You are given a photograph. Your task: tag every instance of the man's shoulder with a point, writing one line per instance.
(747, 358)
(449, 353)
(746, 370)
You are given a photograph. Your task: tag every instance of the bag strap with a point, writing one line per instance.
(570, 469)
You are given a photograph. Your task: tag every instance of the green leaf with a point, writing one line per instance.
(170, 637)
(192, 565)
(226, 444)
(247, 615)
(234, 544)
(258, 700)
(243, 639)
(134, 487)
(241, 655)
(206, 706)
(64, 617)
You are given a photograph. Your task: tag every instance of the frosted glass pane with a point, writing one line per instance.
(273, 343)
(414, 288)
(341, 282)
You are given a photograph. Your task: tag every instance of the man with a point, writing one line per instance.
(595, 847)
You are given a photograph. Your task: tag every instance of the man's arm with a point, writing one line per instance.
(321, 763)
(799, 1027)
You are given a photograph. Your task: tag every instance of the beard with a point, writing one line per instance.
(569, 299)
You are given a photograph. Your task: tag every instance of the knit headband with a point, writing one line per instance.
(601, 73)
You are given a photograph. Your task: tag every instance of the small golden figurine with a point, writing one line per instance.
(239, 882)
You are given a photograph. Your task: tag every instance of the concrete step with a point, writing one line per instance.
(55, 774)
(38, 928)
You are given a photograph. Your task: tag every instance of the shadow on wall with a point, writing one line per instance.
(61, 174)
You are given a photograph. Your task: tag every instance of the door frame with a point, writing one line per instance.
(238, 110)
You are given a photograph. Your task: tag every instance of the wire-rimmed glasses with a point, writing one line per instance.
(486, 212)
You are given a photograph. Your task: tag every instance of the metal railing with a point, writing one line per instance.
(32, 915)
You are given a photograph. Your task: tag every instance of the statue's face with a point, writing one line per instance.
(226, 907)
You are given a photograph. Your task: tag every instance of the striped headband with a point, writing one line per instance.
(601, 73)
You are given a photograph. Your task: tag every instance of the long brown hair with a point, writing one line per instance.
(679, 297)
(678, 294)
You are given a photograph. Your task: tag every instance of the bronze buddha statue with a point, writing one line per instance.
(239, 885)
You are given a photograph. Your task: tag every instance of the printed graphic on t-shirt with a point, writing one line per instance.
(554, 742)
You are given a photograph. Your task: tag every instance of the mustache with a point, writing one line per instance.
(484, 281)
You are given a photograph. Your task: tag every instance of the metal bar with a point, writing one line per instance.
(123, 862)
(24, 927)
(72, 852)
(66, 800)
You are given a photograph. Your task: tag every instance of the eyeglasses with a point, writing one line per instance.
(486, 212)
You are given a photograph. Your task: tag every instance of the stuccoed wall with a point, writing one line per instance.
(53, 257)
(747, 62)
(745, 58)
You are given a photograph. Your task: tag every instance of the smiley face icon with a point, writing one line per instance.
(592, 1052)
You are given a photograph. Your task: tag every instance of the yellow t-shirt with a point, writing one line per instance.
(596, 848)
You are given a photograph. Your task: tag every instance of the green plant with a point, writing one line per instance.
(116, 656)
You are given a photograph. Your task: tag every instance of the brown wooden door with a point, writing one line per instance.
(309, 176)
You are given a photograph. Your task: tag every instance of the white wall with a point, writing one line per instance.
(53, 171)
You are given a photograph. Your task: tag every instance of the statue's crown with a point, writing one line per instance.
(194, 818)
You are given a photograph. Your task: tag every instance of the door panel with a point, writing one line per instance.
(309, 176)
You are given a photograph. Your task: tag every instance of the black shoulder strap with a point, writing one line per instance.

◆ ◆ ◆

:: REQUIREMENT ::
Reproduce the whole listing above, replacing every "tag" with "mark" and leaving everything else unchanged.

:: EXPECTED ANSWER ::
You are given a photograph. Your task: mark every instance of the man's shoulder with a point, writing one line per instance.
(747, 358)
(449, 353)
(746, 370)
You are given a photograph. Your task: mark every instance of the bag strap with a point, writing one line per instance.
(570, 469)
You are given a photograph. Your task: mark every instance of the green leaf with a point, writing one line per instance.
(170, 637)
(192, 565)
(226, 444)
(247, 615)
(234, 544)
(258, 700)
(243, 639)
(134, 487)
(241, 655)
(206, 706)
(64, 617)
You are given a photograph. Your task: mark every instance of the frosted glass pane with a point, writing one line per instance.
(273, 343)
(414, 288)
(341, 282)
You are given a photograph. Your task: mark every instance of the man with a point, writing one line per instance.
(595, 847)
You are given a photograph. Your task: mark every instance of the man's arm with a point, writing one line per instance.
(321, 763)
(799, 1027)
You are given a photograph. Your task: mark every instance of the beard with a point, writing one line per instance.
(569, 299)
You are given a photograph. Your task: mark every instance of the knit headband with a point, writing one line per instance.
(601, 73)
You are given a photograph. Your task: mark every instance of the small golden figurine with a point, writing one line per instance.
(239, 882)
You are given a photograph. Your task: mark every instance of the concrete step with a point, writing one line per instance.
(55, 774)
(38, 928)
You are given a photograph. Your task: mark every instance of the shadow on wall with a point, writing one line per instance.
(61, 174)
You are given a photograph. Your task: mark every instance of the door frame with a point, writing one line per instance.
(238, 110)
You are given a photograph. Your task: mark every instance of the wire-rimmed glasses with a point, writing one line per instance.
(486, 212)
You are given a photograph. Your task: mark every instance of the metal railing with a point, writing one line per instance.
(32, 915)
You are given a photograph. Your task: mark every instance of the statue's face with a point, writing one line per instance.
(226, 907)
You are given a photograph. Your task: mark every instance of the striped headband with a point, writing one line per instance.
(601, 73)
You are given a photograph. Your task: mark every instance of the long brown hair with a point, writing one line per instance.
(679, 297)
(678, 294)
You are given a photograph. Your task: mark every instance of the bronze buddha statue with a point, writing one line per instance.
(239, 885)
You are given a photograph. Your task: mark every instance of the printed graphic on t-shirt with a point, writing one line per instance.
(554, 742)
You are given a photograph. Your task: mark every instance of the mustache with a point, writing one line per instance.
(484, 281)
You are given a photograph. Your task: mark every instance of the metal bar with a point, writing one line per instance.
(123, 862)
(24, 927)
(72, 852)
(66, 800)
You are given a photograph. Your task: mark every instance of the eyeglasses with a point, writing one line per instance.
(486, 212)
You are given a photograph. Your task: mark every instance of the stuccoed wall with a point, writing one line per instance.
(53, 257)
(747, 62)
(745, 58)
You are given a photograph. Your task: mark every instance of the smiley face icon with a point, writing one line per instance.
(592, 1052)
You are given a photograph. Your task: mark every instance of the yellow t-shirt with a point, writing one line per instance.
(596, 848)
You are given a photograph. Your task: mark every instance of the green plant with a point, writing one line per instance.
(116, 656)
You are given a photograph. Your task: mark every instance of the brown wooden door with a point, writing one line per instance.
(309, 176)
You are given a photograph. Your task: mark every instance of the white wall with a point, writing one line per instance.
(53, 171)
You are given a photograph. Your task: mark every instance of the statue's crown with a point, writing one line per instance.
(194, 818)
You are given a photograph. Your task: mark every instance of the door panel with a point, writing one line per instance.
(309, 176)
You are given a photograph. Your task: mark every instance of the black shoulder strap with a point, writing one line per instance.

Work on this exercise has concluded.